◆ PROBLEM DETAILS ◆
Everything from the line with "Verify that every instance of the chrome" through the last line of the records below should be copied exactly, both ends included.

Start of Block

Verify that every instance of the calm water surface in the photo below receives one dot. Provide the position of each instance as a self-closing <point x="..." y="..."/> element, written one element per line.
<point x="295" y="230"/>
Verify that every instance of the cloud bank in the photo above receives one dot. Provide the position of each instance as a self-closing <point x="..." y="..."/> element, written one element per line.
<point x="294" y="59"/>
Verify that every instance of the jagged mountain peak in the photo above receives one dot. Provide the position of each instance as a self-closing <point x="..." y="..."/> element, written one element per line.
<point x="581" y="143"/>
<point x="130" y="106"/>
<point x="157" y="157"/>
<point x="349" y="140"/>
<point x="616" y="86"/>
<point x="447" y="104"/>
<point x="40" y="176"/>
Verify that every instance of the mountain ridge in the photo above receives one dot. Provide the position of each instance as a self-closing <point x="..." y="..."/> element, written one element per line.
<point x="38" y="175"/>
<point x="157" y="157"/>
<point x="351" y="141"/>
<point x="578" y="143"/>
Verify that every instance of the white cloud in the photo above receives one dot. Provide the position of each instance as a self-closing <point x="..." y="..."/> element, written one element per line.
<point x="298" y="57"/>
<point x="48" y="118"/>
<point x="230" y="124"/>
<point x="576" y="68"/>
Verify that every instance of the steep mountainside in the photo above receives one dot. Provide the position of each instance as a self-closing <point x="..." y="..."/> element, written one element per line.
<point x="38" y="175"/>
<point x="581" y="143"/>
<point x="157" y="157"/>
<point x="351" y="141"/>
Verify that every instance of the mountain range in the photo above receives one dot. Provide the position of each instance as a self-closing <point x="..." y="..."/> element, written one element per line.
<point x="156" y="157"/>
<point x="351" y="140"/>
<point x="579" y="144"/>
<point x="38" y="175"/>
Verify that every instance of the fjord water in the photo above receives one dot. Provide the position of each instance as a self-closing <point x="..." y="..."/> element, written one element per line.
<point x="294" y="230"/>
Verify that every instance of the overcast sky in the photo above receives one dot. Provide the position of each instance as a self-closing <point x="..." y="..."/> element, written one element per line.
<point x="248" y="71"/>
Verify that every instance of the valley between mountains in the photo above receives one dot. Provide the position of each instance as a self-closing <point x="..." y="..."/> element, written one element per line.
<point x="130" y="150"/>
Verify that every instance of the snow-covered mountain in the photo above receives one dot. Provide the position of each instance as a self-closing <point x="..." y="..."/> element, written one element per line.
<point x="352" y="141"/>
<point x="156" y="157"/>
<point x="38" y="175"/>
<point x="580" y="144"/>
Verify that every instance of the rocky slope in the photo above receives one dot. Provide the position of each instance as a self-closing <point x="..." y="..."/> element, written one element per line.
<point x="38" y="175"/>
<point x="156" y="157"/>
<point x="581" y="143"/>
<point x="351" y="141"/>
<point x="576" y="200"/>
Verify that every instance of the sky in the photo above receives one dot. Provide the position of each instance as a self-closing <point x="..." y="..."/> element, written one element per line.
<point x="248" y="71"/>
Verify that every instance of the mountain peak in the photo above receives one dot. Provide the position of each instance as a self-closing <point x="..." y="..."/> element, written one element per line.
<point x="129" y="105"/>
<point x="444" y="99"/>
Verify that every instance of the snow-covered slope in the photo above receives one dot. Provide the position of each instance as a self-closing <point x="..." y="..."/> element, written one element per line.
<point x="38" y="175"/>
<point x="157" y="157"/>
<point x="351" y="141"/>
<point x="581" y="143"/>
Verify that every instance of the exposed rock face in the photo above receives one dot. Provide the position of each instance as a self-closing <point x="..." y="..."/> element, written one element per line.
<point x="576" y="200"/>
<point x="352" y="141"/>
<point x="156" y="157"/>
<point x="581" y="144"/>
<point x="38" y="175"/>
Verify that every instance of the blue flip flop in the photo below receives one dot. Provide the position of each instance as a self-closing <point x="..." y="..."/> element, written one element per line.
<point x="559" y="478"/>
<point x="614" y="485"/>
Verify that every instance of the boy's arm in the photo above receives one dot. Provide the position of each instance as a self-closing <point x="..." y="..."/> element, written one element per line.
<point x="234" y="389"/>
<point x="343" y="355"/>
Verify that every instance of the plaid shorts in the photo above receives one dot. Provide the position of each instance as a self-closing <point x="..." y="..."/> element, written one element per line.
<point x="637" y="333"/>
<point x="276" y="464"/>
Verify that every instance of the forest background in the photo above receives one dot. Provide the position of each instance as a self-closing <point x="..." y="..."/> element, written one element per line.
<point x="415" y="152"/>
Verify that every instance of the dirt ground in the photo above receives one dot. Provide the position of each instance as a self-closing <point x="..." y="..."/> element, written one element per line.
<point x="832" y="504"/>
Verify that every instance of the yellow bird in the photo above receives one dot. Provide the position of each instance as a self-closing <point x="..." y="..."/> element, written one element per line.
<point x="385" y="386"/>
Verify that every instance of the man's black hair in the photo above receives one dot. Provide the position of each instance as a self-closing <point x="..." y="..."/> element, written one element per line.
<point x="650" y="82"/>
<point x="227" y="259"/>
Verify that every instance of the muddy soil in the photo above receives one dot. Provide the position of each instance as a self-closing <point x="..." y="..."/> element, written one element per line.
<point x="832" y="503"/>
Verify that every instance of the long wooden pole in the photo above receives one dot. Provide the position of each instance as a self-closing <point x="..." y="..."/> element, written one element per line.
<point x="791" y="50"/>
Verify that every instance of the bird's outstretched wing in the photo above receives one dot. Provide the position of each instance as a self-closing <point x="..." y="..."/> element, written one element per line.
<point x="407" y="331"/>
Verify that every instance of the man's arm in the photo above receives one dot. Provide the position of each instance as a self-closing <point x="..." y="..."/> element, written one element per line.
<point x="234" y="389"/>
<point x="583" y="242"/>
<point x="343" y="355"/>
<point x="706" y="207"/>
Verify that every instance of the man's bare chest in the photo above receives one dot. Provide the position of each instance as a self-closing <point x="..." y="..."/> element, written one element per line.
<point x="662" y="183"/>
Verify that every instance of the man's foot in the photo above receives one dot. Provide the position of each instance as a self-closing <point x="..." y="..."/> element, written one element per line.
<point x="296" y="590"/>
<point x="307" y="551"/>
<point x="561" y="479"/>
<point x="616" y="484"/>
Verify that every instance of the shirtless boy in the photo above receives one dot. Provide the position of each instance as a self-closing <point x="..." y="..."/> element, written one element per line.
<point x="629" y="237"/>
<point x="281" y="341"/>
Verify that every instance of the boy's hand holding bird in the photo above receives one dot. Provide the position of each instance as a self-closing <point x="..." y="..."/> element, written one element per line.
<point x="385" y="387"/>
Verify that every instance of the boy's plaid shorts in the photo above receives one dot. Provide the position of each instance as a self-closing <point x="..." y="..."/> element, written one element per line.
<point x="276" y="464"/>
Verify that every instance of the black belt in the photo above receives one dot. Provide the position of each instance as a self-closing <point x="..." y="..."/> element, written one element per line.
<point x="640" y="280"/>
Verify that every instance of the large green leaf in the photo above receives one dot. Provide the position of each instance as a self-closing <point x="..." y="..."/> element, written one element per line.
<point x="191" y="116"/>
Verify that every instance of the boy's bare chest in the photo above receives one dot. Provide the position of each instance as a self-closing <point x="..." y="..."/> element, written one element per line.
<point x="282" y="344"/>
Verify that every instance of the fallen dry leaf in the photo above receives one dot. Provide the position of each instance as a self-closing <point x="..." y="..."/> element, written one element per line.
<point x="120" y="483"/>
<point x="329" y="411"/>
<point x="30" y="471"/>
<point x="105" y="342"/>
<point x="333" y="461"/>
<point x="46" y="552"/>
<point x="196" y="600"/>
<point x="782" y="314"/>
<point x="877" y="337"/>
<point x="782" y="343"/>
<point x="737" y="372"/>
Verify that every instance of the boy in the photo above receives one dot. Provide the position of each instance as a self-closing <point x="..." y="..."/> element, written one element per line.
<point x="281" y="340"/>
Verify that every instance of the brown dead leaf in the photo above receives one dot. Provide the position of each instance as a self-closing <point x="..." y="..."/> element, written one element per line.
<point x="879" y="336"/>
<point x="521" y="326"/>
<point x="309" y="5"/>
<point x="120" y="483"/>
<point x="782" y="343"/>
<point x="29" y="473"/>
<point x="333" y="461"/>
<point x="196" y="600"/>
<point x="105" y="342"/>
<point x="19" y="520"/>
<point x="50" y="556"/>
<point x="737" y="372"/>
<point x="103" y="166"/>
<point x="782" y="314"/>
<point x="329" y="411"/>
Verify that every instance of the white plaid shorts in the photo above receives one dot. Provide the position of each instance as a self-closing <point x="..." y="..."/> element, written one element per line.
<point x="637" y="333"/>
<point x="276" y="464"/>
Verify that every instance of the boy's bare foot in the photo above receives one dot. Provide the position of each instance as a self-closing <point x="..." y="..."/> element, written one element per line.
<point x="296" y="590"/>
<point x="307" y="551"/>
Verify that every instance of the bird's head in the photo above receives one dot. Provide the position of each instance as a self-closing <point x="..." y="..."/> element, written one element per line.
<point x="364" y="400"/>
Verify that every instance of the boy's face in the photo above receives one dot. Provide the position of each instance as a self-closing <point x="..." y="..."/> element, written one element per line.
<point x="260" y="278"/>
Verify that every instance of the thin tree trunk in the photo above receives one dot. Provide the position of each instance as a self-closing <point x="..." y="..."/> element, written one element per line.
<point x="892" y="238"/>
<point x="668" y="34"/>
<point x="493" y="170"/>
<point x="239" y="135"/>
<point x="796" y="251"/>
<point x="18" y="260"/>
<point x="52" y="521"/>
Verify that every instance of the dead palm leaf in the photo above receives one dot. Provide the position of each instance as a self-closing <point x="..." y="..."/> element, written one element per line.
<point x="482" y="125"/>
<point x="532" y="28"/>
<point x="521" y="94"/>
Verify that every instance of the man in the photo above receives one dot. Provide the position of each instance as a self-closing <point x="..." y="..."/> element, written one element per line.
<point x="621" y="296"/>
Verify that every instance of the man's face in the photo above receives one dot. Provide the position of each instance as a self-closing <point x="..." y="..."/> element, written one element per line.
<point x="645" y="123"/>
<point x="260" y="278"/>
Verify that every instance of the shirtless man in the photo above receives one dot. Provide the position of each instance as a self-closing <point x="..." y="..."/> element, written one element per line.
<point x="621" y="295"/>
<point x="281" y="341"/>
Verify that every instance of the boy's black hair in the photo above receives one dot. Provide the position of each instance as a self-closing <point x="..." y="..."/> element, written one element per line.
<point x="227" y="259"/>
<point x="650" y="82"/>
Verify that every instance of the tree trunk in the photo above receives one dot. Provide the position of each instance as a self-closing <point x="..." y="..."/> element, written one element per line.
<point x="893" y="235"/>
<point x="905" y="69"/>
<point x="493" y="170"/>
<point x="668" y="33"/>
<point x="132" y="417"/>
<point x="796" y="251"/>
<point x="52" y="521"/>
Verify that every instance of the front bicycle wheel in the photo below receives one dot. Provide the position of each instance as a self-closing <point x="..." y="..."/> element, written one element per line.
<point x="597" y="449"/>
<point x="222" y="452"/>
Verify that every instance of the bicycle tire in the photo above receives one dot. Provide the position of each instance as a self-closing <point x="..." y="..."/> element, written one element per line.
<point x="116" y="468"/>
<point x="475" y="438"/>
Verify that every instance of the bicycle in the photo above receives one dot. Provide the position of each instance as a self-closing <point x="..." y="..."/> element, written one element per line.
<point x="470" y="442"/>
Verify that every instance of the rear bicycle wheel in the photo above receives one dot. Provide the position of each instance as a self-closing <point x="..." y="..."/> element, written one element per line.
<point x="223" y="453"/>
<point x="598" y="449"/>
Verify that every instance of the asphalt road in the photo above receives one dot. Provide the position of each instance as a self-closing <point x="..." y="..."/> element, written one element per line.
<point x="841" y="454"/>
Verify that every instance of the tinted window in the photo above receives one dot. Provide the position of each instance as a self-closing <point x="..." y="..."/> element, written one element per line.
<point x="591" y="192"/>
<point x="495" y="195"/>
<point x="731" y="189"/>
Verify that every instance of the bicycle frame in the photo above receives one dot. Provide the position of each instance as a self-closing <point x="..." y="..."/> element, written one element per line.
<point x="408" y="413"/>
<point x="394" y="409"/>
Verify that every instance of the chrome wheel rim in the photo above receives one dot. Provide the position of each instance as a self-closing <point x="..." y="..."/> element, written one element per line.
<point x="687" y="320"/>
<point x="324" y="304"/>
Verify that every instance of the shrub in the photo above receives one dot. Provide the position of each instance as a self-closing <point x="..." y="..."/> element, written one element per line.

End of Block

◆ EXERCISE OUTPUT ◆
Verify that every instance of the chrome wheel rim in the photo above receives one dot. Provide the position of each instance as a self-closing <point x="..." y="..."/> element, written one element per line.
<point x="687" y="320"/>
<point x="324" y="304"/>
Verify that every instance of the shrub in the photo above receives one dot. Provide the position of each instance as a self-closing <point x="..." y="..."/> element, written one element per line.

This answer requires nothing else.